Stated goal »
What do the lines from the one containing "of the ground" through the end of the entries say? Quote them exactly, and only them.

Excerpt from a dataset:
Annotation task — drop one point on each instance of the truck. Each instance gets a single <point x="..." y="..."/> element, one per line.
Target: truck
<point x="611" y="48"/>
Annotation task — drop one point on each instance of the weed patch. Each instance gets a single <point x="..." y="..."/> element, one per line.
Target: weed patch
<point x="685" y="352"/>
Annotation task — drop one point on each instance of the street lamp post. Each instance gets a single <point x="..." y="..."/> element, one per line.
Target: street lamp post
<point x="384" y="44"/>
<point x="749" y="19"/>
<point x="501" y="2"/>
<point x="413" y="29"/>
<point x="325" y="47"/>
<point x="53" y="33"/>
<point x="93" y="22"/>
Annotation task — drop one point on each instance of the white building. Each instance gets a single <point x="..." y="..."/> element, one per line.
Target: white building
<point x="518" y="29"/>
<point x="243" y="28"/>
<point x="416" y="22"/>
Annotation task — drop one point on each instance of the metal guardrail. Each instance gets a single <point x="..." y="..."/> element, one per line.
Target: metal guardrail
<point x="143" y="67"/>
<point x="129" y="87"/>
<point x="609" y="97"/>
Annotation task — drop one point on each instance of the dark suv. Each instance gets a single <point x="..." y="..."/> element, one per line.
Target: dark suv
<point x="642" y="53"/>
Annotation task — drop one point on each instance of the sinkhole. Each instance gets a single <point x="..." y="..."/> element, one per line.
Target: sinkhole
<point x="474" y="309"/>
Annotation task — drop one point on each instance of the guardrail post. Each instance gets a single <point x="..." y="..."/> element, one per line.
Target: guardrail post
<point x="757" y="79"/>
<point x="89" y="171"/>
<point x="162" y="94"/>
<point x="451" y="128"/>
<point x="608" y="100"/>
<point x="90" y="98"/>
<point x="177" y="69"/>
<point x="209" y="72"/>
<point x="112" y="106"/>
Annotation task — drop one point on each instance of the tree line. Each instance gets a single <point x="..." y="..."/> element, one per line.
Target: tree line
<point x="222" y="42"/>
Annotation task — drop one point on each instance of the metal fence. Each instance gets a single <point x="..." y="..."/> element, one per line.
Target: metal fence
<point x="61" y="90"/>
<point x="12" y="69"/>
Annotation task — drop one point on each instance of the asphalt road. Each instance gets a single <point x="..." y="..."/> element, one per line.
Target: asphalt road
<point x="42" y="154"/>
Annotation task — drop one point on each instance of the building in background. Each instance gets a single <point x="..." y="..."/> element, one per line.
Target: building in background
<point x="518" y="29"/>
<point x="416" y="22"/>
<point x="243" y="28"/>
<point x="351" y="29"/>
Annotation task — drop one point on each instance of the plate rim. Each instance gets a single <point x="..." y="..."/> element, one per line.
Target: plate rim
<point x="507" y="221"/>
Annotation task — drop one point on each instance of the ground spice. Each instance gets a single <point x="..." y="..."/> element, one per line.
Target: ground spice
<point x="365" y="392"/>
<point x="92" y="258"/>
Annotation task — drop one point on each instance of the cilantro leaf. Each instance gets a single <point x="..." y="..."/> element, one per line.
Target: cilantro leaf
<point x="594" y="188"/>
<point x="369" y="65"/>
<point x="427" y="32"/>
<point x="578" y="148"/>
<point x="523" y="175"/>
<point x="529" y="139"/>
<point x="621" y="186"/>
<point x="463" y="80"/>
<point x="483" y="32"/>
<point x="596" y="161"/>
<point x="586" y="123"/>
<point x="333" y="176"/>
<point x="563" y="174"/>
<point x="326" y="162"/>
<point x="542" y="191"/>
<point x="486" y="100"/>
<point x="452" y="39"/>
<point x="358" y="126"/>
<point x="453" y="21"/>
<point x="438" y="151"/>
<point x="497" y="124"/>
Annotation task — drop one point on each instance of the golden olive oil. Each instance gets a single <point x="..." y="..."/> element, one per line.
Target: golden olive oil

Solution below »
Annotation task — drop one point on each instance of the ground spice. Each instance gets a single <point x="..." y="..."/> element, one per line.
Target: ground spice
<point x="365" y="392"/>
<point x="92" y="258"/>
Annotation task — drop one point on each instance of the cilantro leaf. Each instance gets a single <point x="..." y="..."/> element, one per line.
Target: cilantro leaf
<point x="594" y="188"/>
<point x="369" y="65"/>
<point x="427" y="32"/>
<point x="578" y="148"/>
<point x="523" y="175"/>
<point x="529" y="139"/>
<point x="621" y="186"/>
<point x="463" y="80"/>
<point x="483" y="32"/>
<point x="596" y="161"/>
<point x="586" y="123"/>
<point x="333" y="176"/>
<point x="563" y="174"/>
<point x="326" y="162"/>
<point x="542" y="191"/>
<point x="486" y="100"/>
<point x="452" y="39"/>
<point x="358" y="126"/>
<point x="453" y="21"/>
<point x="438" y="151"/>
<point x="497" y="124"/>
Annotation task — drop one point on each instance of the golden olive oil. Each instance gets a single <point x="..." y="..."/> element, one per line.
Target: golden olive oil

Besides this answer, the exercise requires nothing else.